- Text -
# # # # # # #
Modak is traditionally made from rice flour and jaggery. However, one can also use wheat flour.

Ingredients

For the stuffing

  • 1 bowl grated coconut
  • 1/2 bowl sugar
  • 1/2 bowl jaggery
  • Dry fruits (almonds,raisins, pistachio, cashews) as per your choice
  • 2 to 3 tsp pure ghee
  • A pinch of kesar, cardamom and nutmeg powder
  • 1 tsp poppy seeds (khas khas)
  • 2 tsp mawa (optional)

For the cover

  • 2 bowls rice flour
  • A pinch of salt
  • 2 tsp of oil or ghee
  • Hot water as per requirement

Method

For the stuffing

  • Heat ghee in a pan. Add poppy seeds and saute for a minute.
  • Add grated coconut, sugar, jaggery (broken into small pieces or grated), cardamom and nutmeg powder and all dry fruits. Mix thoroughly.
  • Cook till all moisture from the sugar and jaggery begins to dry.
  • It takes about 10 to 15 minutes for the mixture to dry on low flame.
  • Do not overcook as it will harden up and lose its taste.
  • Stir every 2 to 3 minutes till it turns golden yellow.
  • You can add more ghee if the stuffing becomes too dry.

For the cover

  • Boil water.
  • Add a pinch of salt and 1 tsp of ghee to the flour and mix it thoroughly.
  • Add 1 tsp of ghee in the boiling water.
  • Add the dough to the boiling water. Lower heat. Mix well.
  • Cover the vessel keep it for 5 minutes on low flame to let the rice cook.
  • Knead the dough into a smooth paste without lumps.
  • You need to knead it while it is still hot. You may apply some oil or ghee on your palms.
# # # # # # #
- Parts of the exercise -
a: Check each statement against the modak recipe and answer yes or no, quoting the exact words that decide it. (i) The cover dough should be kneaded after it has cooled. (ii) Mawa is an optional stuffing ingredient. (iii) On low flame, the stuffing mixture takes about 10 to 15 minutes to dry.
b: Please pick up the modak recipe after its last line and carry on in the same bulleted style.

- Data -
# # # # # # #
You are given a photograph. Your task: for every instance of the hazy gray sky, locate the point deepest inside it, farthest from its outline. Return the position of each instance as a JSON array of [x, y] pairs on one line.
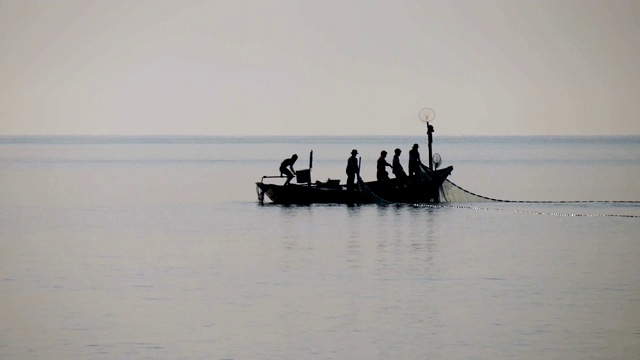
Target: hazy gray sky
[[319, 67]]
# # # # # # #
- Answers for the exercise -
a:
(i) No: "You need to knead it while it is still hot."
(ii) Yes: "2 tsp mawa (optional)"
(iii) Yes: "It takes about 10 to 15 minutes for the mixture to dry on low flame."

b:
  • If you feel the dough looks dry and hard, add some hot water and continue to knead till the dough turns smooth. 

Making the Modaks

  • Apply pinch of oil/ghee on your palms and make small balls of the dough.
  • Flatten it to give it the shape of a katori or cone.
  • Press the edges of the katori-shaped dough with slight pressure at every 1 inch distance.
  • The edges of the katori will now look like the petals of the flower.
  • Put some stuffing in the katori and close the ends to give them a shape like fresh figs or momos.
  • Take a leaf of banana or a soft cloth like muslin, and apply bit oil/ghee on it and place it in the steamer pan.
  • Place all the modaks on the leaf or cloth and close the lid.
  • Steam it for 5 to 6 minutes and turn off the flame.
  • Your delicious modaks are ready to be served.

Tip: Do not over steam the modaks, else they will become hard.

For Fried Modaks

  • Instead of steaming the stuffed modaks, heat oil in the frying pan and deep fry the modaks on low or medium flame till they turn golden brown from all sides.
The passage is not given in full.